TEXT SHOWN:
Gréta María Grétarsdóttir

Personal information
- Born: 13 August 1980 (age 45)
- Nationality: Icelandic

Career information
- Playing career: 1993–2015
- Coaching career: 2003–2008

Career history

Playing
- 1993–1996: ÍR
- 1997–1999: ÍR
- 1999–2005: KR
- 2007–2010: Fjölnir
- 2012–2013: Fjölnir-b
- 2014–2015: Fjölnir

Coaching
- 2003–2005: KR
- 2007–2008: Fjölnir

Career highlights
- As player: 2× Icelandic champion (2001, 2002); 2× Icelandic Basketball Cup (2001, 2002); Icelandic Supercup (1999); Icelandic Company Cup (2000); 1. deild kvenna champion (2010); Úrvalsdeild Young Player of the Year (1994); 1. deild Domestic MVP (2010); 1. deild Domestic All-First team (2010); As coach: Úrvalsdeild Coach of the Year (2004);

Career coaching record
- Úrvalsdeild kvenna: 15–45 (.250)

= Gréta María Grétarsdóttir =

Icelandic businesswoman and basketball player/coach

Gréta María Grétarsdóttir (born 13 August 1980) is an Icelandic businesswoman and former basketball player and coach. During her basketball career, she had her most success with KR, winning two national championships and two Icelandic Cups. During her peak, she was a member of the Icelandic national basketball team.

(Collected data)
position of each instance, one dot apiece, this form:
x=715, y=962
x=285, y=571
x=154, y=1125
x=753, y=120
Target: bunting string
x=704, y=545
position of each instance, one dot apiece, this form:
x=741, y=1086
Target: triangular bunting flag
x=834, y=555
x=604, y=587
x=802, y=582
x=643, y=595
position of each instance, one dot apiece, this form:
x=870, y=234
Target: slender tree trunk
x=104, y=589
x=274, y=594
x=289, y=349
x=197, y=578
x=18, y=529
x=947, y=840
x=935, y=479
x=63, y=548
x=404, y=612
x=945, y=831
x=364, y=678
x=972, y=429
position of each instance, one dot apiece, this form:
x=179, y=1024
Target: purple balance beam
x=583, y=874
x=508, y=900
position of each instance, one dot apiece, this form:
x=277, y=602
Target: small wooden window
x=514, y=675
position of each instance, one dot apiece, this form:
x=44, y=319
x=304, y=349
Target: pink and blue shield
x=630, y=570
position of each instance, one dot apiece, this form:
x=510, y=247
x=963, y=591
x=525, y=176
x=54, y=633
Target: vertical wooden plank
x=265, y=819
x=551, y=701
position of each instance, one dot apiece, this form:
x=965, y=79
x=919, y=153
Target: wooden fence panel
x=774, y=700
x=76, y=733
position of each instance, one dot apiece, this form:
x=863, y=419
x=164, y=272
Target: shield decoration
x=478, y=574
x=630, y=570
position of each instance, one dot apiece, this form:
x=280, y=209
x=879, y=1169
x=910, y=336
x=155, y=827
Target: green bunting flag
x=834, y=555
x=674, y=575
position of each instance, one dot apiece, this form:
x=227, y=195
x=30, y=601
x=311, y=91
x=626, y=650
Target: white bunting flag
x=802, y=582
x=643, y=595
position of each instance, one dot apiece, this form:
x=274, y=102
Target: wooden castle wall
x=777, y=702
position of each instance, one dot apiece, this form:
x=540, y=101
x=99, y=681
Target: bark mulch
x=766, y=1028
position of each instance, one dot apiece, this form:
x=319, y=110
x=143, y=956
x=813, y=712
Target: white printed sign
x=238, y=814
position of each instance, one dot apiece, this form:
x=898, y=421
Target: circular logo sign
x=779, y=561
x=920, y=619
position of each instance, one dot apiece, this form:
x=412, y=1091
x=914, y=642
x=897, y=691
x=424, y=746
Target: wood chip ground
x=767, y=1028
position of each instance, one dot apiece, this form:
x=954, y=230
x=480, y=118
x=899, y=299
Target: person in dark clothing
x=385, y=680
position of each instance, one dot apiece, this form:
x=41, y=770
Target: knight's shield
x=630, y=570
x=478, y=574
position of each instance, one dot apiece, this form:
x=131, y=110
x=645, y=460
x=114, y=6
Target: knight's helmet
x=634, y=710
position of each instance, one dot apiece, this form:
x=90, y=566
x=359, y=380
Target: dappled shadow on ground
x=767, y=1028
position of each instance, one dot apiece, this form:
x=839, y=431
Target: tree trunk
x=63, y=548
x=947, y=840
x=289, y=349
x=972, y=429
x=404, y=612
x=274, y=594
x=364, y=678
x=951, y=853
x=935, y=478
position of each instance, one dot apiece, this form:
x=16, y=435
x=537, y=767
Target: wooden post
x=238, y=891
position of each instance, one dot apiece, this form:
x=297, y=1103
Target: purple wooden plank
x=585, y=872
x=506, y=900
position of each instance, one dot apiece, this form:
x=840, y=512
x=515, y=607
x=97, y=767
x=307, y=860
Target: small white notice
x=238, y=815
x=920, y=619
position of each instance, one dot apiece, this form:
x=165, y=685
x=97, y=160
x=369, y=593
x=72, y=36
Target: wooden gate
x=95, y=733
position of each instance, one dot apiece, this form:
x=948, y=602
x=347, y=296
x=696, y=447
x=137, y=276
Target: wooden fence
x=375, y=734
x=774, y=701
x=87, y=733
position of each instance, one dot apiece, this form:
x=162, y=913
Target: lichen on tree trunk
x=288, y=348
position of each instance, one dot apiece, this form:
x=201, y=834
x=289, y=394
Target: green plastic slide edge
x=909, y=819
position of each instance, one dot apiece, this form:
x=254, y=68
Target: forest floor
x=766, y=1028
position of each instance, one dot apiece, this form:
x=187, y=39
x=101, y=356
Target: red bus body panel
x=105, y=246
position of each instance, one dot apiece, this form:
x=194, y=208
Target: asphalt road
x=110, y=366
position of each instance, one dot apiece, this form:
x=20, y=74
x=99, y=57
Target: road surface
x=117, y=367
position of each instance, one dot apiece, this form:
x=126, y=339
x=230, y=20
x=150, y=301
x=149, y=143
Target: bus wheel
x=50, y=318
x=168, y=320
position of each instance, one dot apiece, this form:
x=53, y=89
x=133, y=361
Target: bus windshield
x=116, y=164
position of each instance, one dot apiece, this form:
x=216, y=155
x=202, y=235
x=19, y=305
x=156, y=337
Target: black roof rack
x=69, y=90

TASK 1:
Name each distinct team listed in the Playing section of the career history in the text about Gréta María Grétarsdóttir.
TASK 2:
Pick up the text about Gréta María Grétarsdóttir after its last sentence and write what could come next.
These records were taken from a separate source and are unrelated to the text about Gréta María Grétarsdóttir.

WRITTEN REPLY 1:
ÍR, KR, Fjölnir, Fjölnir-b

WRITTEN REPLY 2:
==Early life==
Gréta grew up in Flateyri before moving with her family to Reykjavík.

==Basketball career==
Gréta started her senior team career with ÍR during the 1993–94 season. After the season she was named the Young Player of the Year. She later moved to KR where she won the national championship and the Icelandic Cup in 2001 and 2002. After being ruled out for 2003–2004 season after tearing her posterior cruciate ligament in the 2003 playoffs, she was hired as the head coach of the team. She was named the Úrvalsdeild Coach of the Year after leading KR to the Úrvalsdeild finals.

In 2010, she was named the 1. deild Domestic MVP after leading Fjölnir to victory in the league and promotion to the Úrvalsdeild kvenna.

===National team career===
Gréta played for the Icelandic national basketball team from 1998 to 2000, appearing in 15 games.

==Business career==
In 2016, Gréta was hired as the chief financial officer of Festi, a major retail company in Iceland. In September 2018, she took over as the chief executive officer of Krónan, a discount supermarket chain and a subsidiary company of Festi. In December 2019, she received the Icelandic Business Award after Krónan had its largest operating year in the history of the company. In May 2020, Gréta resigned from the company, siding her unhappiness with the board of Festi applying for and receiving substantial financial relief from the Icelandic government, due to the coronavirus pandemic, despite the profits for the year being projected in billions of ISK.

In June 2020, Gréta was appointed by Kristján Þór Júlíusson, the Minister of Fisheries and Agriculture, as the chairman of the board of the Icelandic Food Fund.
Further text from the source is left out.